*DOCUMENT EXCERPT*
+++

Monday, March 29th, 2010 The Invention of Paris, a History in Footsteps

DateTimeLocation
Monday, March 29, 20105:00PM - 6:30PMSeminar Room 108N, Munk Centre For International Studies
1 Devonshire Place

Description

A guide to Paris through art, literature and revolution. In The Invention of Paris, author and publisher Eric Hazan takes the reader on an exciting and historically rich tour through the construction of Paris, exploring the places and struggles that have marked its growth. Concentrating both on the literary and cultural representations of the city, as well as riots, rebellions and revolutions – throughout the nineteenth century and up until 1968 – Hazan acts as a guide who is simultaneously personal and rigorous in tone. Introducing us to characters as varied as Balzac, Baudelaire, Blanqui, Flaubert, Hugo, Manet and Proust, Hazan charts the formation of a “Red Paris” through the sedimentation of acts and sources of insurgency, and gives us an unparalleled history of the barricade in the life of the city. The Invention of Paris opens a window on a Paris too often hidden beneath tourist kitsch and bourgeois.

Eric Hazan is an editor, translator, and the founder-director of the independent publishing house La Fabrique. Hazan was born in Paris in 1936. In 1970, he helped form the Franco-Palestinian Medical Association and served as a volunteer doctor in a refugee camp outside Beirut. In the eighties, he took over his father’s art house, Éditions Hazan, but after a deal with Hachette, he decided, in 1998, to set up the publishing house La Fabrique. Eric Hazan, “esprit libre”, still lives in Paris. He will be presenting in spring 2010 the translation of his book L’Invention de Paris (2002), published by Verso. He is also the author of Chronique de la guerre civile (2004) and Changement de Propriétaire: La guerre civile continue (2007).

+++

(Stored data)
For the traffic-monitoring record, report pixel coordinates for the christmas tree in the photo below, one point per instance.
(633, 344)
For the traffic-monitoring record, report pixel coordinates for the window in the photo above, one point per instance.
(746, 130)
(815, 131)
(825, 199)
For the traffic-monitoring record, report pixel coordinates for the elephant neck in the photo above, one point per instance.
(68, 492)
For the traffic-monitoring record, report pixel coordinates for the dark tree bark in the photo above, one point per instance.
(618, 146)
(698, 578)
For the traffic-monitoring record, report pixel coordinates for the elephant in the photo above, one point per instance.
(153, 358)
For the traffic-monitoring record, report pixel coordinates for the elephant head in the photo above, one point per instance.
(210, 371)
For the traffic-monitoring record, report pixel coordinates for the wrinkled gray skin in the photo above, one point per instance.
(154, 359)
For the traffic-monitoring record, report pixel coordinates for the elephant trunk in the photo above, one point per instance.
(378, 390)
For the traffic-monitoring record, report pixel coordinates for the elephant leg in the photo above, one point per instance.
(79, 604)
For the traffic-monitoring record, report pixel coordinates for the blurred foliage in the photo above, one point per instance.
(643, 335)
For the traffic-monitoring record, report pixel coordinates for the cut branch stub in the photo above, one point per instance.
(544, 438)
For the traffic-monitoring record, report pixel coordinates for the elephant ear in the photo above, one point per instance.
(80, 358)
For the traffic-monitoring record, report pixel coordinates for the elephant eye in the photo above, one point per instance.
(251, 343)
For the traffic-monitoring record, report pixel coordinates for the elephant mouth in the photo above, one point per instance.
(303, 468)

+++

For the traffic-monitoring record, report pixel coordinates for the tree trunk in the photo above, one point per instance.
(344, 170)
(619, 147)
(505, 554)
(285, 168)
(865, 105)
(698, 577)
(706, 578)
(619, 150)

+++

*ASSIGNMENT A*
According to the event listing, in what year did Eric Hazan decide to set up the publishing house La Fabrique?
*ASSIGNMENT B*
Return the portion of the event listing starting at "Eric Hazan is" and ending at "civile continue (2007).".

*ANSWER A*
He decided to set it up in 1998.

*ANSWER B*
Eric Hazan is an editor, translator, and the founder-director of the independent publishing house La Fabrique. Hazan was born in Paris in 1936. In 1970, he helped form the Franco-Palestinian Medical Association and served as a volunteer doctor in a refugee camp outside Beirut. In the eighties, he took over his father’s art house, Éditions Hazan, but after a deal with Hachette, he decided, in 1998, to set up the publishing house La Fabrique. Eric Hazan, “esprit libre”, still lives in Paris. He will be presenting in spring 2010 the translation of his book L’Invention de Paris (2002), published by Verso. He is also the author of Chronique de la guerre civile (2004) and Changement de Propriétaire: La guerre civile continue (2007).